Task to complete | List every line of the entries below that contains the string "woman", reproducing each line in full.

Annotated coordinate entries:
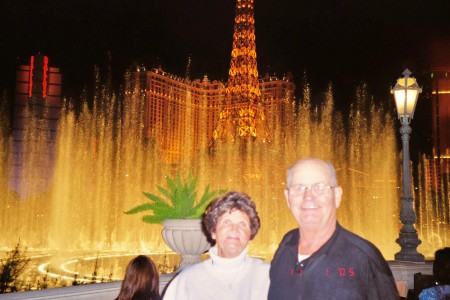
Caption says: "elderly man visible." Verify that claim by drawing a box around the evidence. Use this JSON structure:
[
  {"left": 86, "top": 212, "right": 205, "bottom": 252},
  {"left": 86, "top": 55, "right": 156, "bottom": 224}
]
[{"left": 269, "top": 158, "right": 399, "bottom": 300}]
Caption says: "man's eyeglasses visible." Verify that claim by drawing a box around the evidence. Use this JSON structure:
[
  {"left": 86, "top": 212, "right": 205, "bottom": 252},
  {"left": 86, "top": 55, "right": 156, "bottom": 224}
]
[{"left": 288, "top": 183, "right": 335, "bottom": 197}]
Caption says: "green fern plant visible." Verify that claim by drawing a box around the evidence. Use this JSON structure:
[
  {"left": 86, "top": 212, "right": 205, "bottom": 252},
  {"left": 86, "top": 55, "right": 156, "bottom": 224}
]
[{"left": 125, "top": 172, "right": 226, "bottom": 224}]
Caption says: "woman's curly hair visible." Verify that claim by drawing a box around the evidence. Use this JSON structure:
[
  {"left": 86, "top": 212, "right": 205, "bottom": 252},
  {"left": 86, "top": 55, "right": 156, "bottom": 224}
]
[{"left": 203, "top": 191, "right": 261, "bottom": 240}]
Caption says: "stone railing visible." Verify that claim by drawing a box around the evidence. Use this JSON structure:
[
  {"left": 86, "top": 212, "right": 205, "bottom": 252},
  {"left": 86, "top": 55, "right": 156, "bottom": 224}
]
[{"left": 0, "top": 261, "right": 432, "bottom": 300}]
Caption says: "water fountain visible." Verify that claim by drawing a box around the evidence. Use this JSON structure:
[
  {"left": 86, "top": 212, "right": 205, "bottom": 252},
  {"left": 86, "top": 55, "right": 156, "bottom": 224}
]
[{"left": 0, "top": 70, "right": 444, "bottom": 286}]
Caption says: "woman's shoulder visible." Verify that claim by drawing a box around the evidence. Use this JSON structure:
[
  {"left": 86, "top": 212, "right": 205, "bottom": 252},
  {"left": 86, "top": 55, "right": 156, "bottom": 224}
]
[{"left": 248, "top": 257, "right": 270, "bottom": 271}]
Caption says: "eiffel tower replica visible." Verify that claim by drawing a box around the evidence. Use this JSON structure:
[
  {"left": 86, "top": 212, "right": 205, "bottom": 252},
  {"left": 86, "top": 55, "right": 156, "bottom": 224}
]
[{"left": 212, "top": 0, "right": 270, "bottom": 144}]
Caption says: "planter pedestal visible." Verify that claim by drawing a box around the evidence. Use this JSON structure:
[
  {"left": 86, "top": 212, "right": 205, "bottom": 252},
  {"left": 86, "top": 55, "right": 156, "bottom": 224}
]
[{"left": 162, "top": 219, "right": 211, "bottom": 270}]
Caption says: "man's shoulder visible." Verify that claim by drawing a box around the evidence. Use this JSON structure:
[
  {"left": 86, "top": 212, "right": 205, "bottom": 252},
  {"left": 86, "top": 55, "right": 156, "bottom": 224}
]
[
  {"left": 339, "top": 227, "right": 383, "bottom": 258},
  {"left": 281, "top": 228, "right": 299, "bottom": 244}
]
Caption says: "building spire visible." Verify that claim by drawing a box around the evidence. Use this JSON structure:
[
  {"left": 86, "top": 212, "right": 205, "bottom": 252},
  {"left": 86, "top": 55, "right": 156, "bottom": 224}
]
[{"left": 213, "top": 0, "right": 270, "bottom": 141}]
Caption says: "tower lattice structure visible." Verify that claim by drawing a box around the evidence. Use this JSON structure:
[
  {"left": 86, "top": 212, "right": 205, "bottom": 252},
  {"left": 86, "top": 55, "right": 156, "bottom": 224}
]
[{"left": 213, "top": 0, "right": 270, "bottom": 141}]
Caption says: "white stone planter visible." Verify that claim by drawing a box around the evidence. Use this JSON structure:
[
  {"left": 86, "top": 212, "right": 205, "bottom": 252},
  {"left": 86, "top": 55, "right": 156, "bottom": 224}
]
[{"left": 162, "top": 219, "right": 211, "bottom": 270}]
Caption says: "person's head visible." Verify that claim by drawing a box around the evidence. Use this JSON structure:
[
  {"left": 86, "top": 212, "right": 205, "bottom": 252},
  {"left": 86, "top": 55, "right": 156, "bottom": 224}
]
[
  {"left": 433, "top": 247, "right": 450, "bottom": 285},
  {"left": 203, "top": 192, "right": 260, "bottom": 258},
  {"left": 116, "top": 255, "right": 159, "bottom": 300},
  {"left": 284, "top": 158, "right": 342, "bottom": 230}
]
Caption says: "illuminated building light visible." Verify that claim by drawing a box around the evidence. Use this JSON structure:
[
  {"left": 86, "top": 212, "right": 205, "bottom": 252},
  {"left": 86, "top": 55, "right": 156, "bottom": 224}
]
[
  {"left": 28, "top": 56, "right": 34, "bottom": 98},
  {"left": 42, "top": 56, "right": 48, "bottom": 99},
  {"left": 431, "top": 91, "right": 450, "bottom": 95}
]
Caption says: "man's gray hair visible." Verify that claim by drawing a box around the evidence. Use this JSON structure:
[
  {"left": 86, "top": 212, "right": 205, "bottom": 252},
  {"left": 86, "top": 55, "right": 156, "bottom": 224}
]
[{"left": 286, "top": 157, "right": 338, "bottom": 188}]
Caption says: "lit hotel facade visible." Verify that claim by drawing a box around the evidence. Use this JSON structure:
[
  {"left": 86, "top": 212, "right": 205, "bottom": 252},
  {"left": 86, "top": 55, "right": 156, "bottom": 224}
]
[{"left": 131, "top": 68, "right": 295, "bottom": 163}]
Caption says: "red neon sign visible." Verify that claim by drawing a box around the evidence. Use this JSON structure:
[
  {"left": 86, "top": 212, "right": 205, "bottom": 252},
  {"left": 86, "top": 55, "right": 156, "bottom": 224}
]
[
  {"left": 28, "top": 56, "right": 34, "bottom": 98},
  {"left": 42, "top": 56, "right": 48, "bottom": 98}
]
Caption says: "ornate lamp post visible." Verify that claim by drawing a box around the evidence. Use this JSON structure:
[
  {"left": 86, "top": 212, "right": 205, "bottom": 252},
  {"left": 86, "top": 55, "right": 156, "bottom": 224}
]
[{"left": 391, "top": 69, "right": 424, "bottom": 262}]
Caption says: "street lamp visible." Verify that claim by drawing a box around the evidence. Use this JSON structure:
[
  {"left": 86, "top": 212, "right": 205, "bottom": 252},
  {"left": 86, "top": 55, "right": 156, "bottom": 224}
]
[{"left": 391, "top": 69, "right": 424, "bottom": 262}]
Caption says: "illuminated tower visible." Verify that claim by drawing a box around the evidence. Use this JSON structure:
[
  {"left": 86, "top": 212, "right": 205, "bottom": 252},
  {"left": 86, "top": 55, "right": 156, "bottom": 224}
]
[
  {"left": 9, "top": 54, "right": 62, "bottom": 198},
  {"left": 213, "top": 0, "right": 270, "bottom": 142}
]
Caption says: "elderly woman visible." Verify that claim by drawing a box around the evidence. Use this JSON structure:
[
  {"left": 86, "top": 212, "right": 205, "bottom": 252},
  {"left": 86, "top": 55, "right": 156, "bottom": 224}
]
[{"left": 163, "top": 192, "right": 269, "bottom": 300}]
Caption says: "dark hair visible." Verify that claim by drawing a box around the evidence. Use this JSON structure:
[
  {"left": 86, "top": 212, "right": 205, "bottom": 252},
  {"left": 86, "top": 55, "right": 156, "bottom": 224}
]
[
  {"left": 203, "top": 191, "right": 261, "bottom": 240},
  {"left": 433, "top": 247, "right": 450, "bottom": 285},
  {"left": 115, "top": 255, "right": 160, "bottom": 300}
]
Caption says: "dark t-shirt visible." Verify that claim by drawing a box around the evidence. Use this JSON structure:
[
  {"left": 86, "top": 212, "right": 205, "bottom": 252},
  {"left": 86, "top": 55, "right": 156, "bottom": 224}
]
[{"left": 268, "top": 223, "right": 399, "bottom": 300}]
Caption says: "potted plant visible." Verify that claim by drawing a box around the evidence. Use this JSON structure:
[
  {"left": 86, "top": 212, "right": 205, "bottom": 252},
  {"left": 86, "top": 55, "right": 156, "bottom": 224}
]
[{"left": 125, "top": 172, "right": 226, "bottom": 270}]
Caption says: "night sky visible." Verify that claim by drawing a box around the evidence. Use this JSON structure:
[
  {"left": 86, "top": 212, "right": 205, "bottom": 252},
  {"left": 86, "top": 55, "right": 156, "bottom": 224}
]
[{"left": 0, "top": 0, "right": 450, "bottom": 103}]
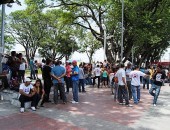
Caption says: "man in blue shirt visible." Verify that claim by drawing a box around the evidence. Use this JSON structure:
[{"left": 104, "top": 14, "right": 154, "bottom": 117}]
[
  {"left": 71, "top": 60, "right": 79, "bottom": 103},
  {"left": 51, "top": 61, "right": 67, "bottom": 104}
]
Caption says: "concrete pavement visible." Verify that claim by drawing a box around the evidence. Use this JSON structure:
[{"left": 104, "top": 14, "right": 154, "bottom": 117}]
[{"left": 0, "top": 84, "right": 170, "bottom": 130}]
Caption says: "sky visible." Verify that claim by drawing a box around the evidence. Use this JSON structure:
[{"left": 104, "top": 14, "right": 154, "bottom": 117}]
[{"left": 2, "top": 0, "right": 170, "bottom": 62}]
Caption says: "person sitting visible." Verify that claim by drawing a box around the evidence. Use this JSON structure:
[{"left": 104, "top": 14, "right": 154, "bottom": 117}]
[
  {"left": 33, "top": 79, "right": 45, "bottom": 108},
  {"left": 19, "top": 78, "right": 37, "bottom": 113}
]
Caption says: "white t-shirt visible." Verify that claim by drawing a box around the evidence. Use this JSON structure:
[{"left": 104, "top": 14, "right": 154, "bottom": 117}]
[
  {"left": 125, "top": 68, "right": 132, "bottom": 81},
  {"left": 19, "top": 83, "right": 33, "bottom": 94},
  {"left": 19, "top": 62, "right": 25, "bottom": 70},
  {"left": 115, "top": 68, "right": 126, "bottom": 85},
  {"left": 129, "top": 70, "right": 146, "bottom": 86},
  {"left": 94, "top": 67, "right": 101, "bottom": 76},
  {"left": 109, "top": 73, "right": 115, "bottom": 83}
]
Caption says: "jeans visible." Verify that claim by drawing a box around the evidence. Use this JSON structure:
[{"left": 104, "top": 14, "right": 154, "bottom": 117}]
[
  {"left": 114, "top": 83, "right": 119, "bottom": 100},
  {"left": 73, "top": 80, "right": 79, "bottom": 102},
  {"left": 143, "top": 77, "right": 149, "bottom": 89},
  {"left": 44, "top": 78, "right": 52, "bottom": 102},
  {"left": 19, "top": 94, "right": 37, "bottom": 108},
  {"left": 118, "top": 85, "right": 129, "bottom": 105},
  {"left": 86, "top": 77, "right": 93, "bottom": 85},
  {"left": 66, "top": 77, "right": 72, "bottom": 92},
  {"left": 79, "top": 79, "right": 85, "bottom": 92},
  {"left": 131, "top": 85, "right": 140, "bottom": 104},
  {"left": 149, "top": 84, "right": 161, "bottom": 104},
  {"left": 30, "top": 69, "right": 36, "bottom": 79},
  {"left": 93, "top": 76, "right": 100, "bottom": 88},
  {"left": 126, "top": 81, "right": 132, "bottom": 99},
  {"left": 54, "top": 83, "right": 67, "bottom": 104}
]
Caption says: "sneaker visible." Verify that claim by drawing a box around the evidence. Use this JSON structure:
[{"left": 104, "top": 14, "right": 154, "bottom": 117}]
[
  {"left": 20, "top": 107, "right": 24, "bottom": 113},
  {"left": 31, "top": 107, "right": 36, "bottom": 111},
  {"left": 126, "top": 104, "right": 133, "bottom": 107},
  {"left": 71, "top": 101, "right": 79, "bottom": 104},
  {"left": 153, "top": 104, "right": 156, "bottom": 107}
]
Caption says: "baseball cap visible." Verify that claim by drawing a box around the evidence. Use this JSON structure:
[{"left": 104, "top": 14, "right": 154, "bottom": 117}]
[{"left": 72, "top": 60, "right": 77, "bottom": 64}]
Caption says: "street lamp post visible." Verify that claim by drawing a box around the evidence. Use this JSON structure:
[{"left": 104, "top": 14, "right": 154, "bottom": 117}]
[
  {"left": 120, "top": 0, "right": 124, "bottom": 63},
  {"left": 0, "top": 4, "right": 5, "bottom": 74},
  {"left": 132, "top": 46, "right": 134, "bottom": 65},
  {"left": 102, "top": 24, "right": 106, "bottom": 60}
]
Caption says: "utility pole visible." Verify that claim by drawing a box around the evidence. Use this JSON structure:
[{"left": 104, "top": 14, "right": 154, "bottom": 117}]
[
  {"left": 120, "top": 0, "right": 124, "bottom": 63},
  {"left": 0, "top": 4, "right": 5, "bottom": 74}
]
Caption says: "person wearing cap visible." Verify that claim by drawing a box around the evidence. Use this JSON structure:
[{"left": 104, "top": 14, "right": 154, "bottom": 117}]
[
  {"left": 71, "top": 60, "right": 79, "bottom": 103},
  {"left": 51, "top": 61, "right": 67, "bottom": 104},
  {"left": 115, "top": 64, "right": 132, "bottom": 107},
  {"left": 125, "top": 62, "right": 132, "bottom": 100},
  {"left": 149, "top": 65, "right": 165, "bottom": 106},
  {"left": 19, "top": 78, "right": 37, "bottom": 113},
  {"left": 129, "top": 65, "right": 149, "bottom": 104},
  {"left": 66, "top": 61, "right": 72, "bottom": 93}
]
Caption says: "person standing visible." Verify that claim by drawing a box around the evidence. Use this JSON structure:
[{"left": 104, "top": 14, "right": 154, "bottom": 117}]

Solution to the problem |
Caption says: "woman's curly hair visible." Verify that claim by drawing a box around the evidence. Use this JSON structure:
Caption says: "woman's shoulder visible." Verify that claim by drawing a box around the evidence. Use this JSON structure:
Caption says: "elderly woman visible." Verify that claim by drawing a box around the evidence. Use this JSON structure:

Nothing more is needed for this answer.